→ **Reading text**

>>

I don't know what to call it, but I know "normal" ain't it... cain't be...

Cat's got me thinking...
He left a comment with the word "normal" in it.

Me and the word "normal" don't often end up in the same sentence, unless it's someone asking why I canNOT be "normal" (as if it's a CHOICE, or some-damned-thing...).

Fuck if I know.
I also have no idea why my life can't be "normal", but it hasn't been either.

Here are the "highlight" moments, and Gawd, do I hope I can keep this from turning into a novella....

*Born in 1963. That was the first problem, by the way....

*My mother was el-nutso. She married my Dad to get away from her Dad and wound up pregnant a month after they got married, not even knowing how babies came out. She was 18. She was not a good mother.
I've since witnessed a good mother, albeit from a million miles away, but I can still see the multudinous differences.

*Life explodes for the first time at age nine, (although I do remember things from when I was much younger than that, good and bad things). That was when my mother hollered my name one day and I said, "Yeah, I know. Either in my room or outside. I'm goin' outside..." "No", she says, "come here." I go there, to where she and Dad are, in the livingroom.
"Your father and I are getting a divorce", she states.

<<

→ **Data excerpt**
>>

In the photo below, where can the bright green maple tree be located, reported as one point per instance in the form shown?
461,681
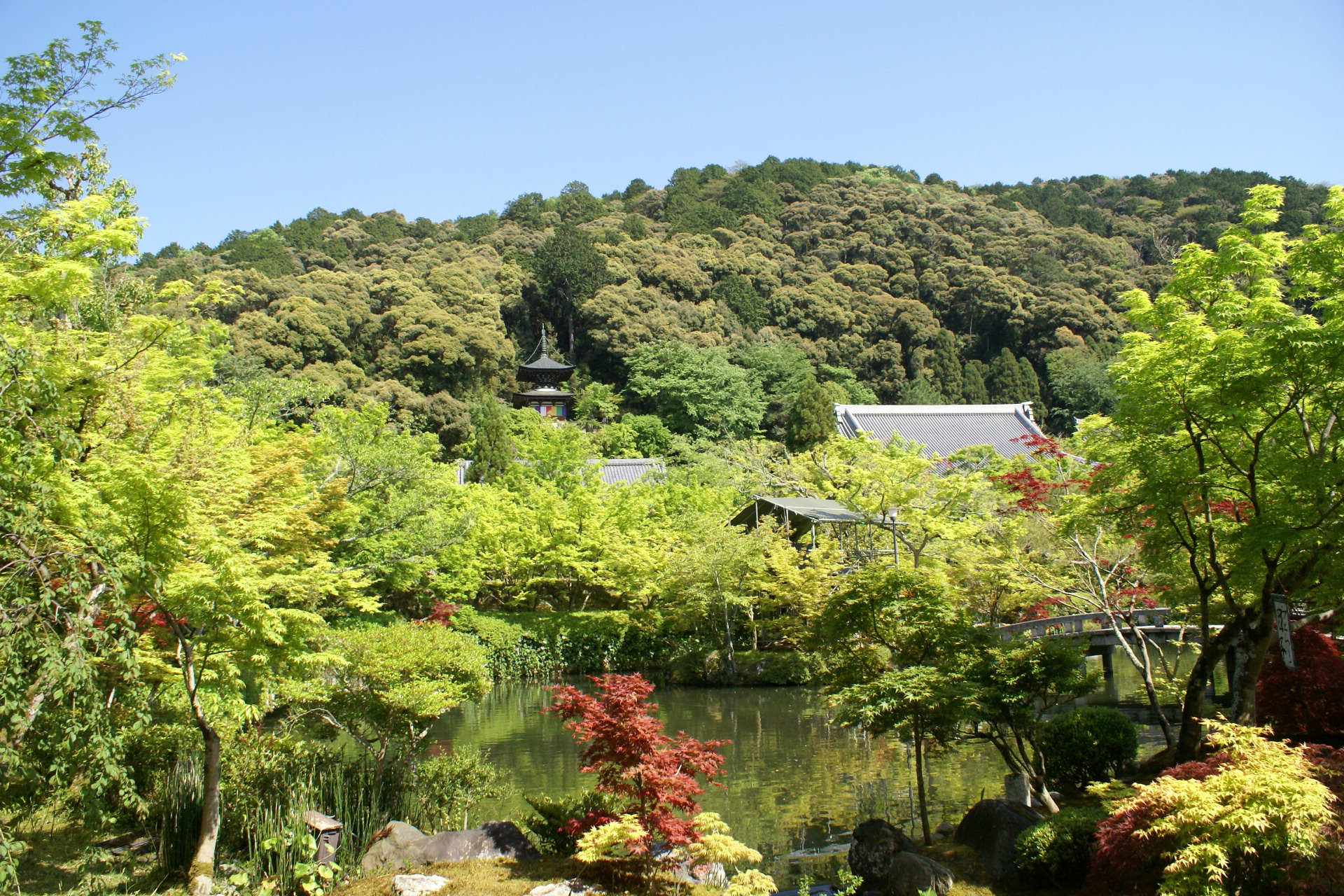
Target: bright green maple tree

<<

→ **Things to do**
A: According to the post, in what year was the writer born?
B: Print the post's words from "Fuck if I know." to "the multudinous differences.".
The material after the post stands on its own and is unrelated to it.

→ **Final results**
A: 1963

B:
Fuck if I know.
I also have no idea why my life can't be "normal", but it hasn't been either.

Here are the "highlight" moments, and Gawd, do I hope I can keep this from turning into a novella....

*Born in 1963. That was the first problem, by the way....

*My mother was el-nutso. She married my Dad to get away from her Dad and wound up pregnant a month after they got married, not even knowing how babies came out. She was 18. She was not a good mother.
I've since witnessed a good mother, albeit from a million miles away, but I can still see the multudinous differences.